PROBLEM TO SOLVE:
Nothing but the lines from the one containing "Pretty please, detect the white desk" to the end of the data should be returned, each exactly as written.

Referring expression grounding data:
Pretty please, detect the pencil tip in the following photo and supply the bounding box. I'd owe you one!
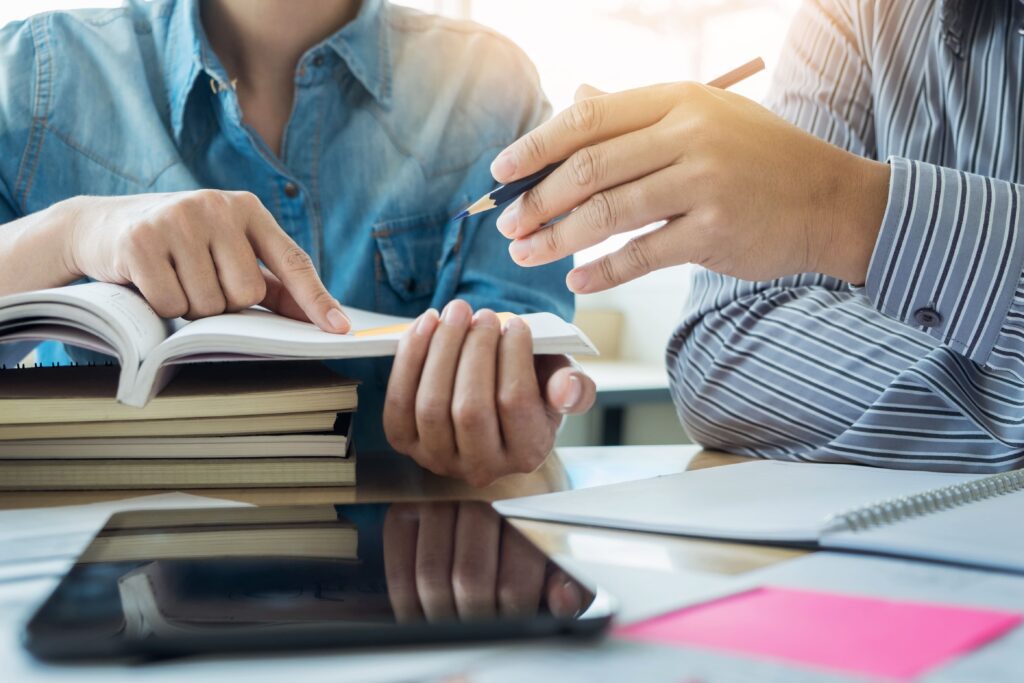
[451,209,469,222]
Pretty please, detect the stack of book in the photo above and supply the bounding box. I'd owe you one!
[0,281,596,490]
[0,361,357,490]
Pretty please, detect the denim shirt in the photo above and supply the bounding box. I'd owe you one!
[0,0,571,448]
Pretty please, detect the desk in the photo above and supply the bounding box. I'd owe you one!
[0,446,810,683]
[7,448,1021,680]
[0,445,802,576]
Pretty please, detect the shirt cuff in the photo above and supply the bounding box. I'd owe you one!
[864,156,1024,362]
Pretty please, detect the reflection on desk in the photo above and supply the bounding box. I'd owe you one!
[0,446,817,683]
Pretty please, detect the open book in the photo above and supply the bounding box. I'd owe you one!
[495,460,1024,575]
[0,283,596,407]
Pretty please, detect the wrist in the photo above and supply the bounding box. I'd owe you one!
[51,196,87,279]
[823,155,890,284]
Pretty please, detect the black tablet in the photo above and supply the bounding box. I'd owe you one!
[23,500,614,661]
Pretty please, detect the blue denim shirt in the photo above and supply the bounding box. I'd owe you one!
[0,0,571,449]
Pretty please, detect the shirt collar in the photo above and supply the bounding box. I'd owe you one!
[164,0,393,143]
[325,0,393,107]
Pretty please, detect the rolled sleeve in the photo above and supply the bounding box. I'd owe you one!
[865,156,1024,368]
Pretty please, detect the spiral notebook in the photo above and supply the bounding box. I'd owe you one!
[495,460,1024,574]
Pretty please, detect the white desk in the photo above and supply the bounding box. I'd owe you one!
[4,447,1021,680]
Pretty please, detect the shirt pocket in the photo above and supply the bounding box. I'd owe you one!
[371,209,453,311]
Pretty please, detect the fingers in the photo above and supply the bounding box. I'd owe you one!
[242,193,349,333]
[259,268,308,321]
[209,231,266,312]
[506,164,689,267]
[450,310,504,487]
[169,242,226,319]
[413,300,472,474]
[536,356,596,416]
[574,83,607,101]
[496,521,547,617]
[497,127,683,243]
[384,309,440,454]
[382,504,424,623]
[567,216,691,293]
[451,503,500,620]
[491,84,676,183]
[497,317,552,474]
[128,258,188,319]
[415,503,457,621]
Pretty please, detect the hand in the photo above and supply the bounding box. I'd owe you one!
[60,190,349,331]
[382,501,587,621]
[382,300,596,487]
[491,82,891,289]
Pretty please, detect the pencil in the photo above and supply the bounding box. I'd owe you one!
[453,56,766,222]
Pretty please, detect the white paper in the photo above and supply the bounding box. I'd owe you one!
[496,460,973,542]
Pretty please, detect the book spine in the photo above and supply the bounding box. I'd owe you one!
[823,468,1024,534]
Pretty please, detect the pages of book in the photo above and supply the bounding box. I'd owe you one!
[0,283,597,407]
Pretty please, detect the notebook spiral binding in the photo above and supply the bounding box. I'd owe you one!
[824,468,1024,534]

WRITTEN RESPONSE:
Pretty please, detect the white desk in the photo above and supply the bounding box. I'd owe you one!
[4,447,1021,680]
Pretty please, detect the shirt pocket in the photo above and supply the bounding box. I'd owe you one!
[371,209,453,311]
Pretty please, detect the fingers in the photo above and supply the bounding box. I'd owe you one!
[242,193,349,333]
[259,268,308,321]
[209,231,266,312]
[506,164,689,267]
[450,310,504,487]
[169,242,226,319]
[413,300,472,474]
[536,356,596,416]
[574,83,607,101]
[496,521,547,617]
[497,127,683,243]
[384,309,440,454]
[382,504,424,623]
[567,216,691,293]
[451,503,500,620]
[491,84,676,183]
[497,317,552,474]
[128,258,188,319]
[415,503,457,621]
Pretty please, detect the hand in the photo above and supply the bounding box. I'd owe you one!
[60,190,349,331]
[382,501,587,621]
[382,300,596,487]
[491,82,891,289]
Pretty please, detect the pencil in the photo above and supply the bounding box. I'd owe you one!
[453,56,766,222]
Pretty please, detect the white paper in the photo above and supply the bounding box. I'd owe you one!
[496,460,973,542]
Pretty please, detect the book spine in the photo above and supply the bounding box. I'd owe you one!
[823,468,1024,534]
Pretty please, detect the pages of book in the photo above and supply the bounding box. I'd owe you one!
[0,283,597,407]
Pretty please, detect the notebook spiral binding in the photo above and supply the bounding box. I'd owe you one!
[824,468,1024,534]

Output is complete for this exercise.